------ DATASET CONTENT
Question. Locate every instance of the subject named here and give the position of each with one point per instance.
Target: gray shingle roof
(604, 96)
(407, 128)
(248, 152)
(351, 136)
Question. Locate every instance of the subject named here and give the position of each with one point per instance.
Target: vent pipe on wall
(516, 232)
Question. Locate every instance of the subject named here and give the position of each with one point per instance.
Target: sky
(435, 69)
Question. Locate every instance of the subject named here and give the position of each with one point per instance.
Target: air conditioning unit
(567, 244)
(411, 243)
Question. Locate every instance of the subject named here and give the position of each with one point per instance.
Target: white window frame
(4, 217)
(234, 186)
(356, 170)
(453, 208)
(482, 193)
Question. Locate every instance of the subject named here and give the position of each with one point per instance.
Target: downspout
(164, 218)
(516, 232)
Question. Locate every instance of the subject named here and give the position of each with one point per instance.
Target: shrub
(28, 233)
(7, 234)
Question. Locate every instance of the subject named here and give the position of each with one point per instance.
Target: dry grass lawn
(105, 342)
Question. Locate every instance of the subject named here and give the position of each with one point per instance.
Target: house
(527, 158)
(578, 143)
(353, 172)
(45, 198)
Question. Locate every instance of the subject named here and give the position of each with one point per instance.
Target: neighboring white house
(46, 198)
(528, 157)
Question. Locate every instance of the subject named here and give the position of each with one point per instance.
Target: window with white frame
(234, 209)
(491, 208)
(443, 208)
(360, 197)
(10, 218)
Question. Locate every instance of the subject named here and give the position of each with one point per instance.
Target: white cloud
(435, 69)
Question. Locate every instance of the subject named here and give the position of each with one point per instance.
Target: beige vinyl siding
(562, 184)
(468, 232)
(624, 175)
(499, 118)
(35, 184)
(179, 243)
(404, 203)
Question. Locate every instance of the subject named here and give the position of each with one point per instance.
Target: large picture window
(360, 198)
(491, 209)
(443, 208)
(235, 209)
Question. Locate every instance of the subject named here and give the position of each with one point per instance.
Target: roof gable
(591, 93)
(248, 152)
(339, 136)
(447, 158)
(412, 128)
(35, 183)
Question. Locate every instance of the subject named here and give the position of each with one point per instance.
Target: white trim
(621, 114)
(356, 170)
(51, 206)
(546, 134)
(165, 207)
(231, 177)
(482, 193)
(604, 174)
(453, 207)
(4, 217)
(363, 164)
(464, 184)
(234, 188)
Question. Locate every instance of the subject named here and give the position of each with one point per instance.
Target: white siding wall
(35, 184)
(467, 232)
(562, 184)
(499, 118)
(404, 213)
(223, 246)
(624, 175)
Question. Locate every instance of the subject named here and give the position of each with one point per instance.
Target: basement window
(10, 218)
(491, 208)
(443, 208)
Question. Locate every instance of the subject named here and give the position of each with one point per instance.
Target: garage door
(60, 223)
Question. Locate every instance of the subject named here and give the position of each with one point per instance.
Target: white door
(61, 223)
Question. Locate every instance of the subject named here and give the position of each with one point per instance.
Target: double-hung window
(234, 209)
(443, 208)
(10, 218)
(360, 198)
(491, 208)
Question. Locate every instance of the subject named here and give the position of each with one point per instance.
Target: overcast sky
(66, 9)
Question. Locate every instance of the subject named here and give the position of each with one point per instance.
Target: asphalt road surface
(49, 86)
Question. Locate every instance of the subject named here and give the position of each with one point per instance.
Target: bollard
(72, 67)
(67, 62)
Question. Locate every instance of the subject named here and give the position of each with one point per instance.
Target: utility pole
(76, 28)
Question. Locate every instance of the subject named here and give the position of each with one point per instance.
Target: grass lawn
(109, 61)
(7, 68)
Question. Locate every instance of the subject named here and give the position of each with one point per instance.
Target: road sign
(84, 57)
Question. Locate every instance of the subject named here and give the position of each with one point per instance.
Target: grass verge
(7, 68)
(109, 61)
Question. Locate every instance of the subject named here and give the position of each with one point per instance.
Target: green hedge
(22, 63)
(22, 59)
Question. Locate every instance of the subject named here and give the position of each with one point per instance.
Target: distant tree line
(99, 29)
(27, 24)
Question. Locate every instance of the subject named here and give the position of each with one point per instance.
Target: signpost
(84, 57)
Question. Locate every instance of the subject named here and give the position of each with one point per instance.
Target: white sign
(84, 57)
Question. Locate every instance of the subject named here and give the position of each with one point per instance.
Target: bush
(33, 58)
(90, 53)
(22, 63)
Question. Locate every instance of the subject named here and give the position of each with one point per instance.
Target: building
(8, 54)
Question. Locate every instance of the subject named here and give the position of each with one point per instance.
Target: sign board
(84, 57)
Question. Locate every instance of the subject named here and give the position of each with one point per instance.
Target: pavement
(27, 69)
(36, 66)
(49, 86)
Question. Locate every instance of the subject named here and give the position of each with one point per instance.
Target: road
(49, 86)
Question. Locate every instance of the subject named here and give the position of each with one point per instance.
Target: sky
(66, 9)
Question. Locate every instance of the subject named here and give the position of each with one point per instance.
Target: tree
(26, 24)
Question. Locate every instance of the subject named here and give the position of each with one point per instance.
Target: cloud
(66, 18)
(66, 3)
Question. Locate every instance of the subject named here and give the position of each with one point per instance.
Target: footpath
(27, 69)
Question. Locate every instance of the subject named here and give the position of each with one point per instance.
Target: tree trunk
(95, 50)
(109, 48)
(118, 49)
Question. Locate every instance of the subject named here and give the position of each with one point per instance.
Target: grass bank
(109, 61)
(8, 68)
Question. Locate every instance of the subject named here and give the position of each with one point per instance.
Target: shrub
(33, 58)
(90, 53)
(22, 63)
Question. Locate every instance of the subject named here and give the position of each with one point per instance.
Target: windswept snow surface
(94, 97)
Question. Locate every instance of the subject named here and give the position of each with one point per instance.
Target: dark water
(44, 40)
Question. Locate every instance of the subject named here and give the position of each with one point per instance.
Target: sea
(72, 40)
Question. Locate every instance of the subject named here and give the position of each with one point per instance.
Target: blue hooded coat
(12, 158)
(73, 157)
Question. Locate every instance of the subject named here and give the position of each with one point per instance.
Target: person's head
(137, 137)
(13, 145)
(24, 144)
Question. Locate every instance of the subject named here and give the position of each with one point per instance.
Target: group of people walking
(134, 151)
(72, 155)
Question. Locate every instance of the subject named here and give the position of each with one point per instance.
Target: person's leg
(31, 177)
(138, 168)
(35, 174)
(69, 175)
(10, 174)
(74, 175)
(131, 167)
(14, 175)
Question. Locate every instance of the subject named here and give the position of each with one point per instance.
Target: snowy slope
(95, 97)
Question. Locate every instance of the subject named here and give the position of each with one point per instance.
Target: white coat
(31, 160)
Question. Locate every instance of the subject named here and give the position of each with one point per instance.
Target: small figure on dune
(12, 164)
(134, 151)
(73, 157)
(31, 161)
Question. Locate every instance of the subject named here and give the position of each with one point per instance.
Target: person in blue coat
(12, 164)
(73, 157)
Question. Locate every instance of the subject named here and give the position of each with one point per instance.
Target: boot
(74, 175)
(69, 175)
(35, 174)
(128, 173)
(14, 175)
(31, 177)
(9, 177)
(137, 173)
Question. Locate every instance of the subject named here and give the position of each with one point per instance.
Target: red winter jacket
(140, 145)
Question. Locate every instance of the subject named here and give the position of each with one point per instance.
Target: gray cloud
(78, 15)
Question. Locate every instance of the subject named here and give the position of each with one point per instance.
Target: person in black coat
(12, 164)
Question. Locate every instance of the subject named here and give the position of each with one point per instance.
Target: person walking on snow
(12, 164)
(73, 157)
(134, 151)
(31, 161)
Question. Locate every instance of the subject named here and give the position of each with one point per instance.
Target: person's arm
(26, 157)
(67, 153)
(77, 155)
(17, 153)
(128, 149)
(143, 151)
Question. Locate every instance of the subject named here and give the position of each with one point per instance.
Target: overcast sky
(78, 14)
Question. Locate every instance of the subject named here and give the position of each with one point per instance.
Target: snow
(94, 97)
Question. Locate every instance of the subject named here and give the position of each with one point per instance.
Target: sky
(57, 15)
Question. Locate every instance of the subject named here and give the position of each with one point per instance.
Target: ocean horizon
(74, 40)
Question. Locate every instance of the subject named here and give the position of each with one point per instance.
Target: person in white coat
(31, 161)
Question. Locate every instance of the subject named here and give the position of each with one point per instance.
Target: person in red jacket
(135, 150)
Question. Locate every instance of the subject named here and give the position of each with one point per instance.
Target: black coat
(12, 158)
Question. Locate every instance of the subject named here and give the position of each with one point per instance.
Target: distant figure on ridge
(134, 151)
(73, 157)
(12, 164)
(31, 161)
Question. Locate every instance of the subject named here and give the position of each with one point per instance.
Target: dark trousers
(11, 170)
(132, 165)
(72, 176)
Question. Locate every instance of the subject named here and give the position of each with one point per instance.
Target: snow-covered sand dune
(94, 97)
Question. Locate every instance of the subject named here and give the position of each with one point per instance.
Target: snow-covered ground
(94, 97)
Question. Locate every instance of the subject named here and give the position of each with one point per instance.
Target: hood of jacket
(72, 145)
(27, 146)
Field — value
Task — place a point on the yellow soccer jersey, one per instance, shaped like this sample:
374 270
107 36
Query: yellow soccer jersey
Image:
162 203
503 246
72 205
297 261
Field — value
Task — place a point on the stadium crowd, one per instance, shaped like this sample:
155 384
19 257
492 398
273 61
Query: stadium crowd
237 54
------------
** TASK DIRECTIONS **
Apply a filter for "jersey" to the data above, then copy each line that matches.

** EXERCISE SOLUTION **
Task — place a point on the yellow soccer jersey, one per instance, shaped like this sample:
Query: yellow soccer jersey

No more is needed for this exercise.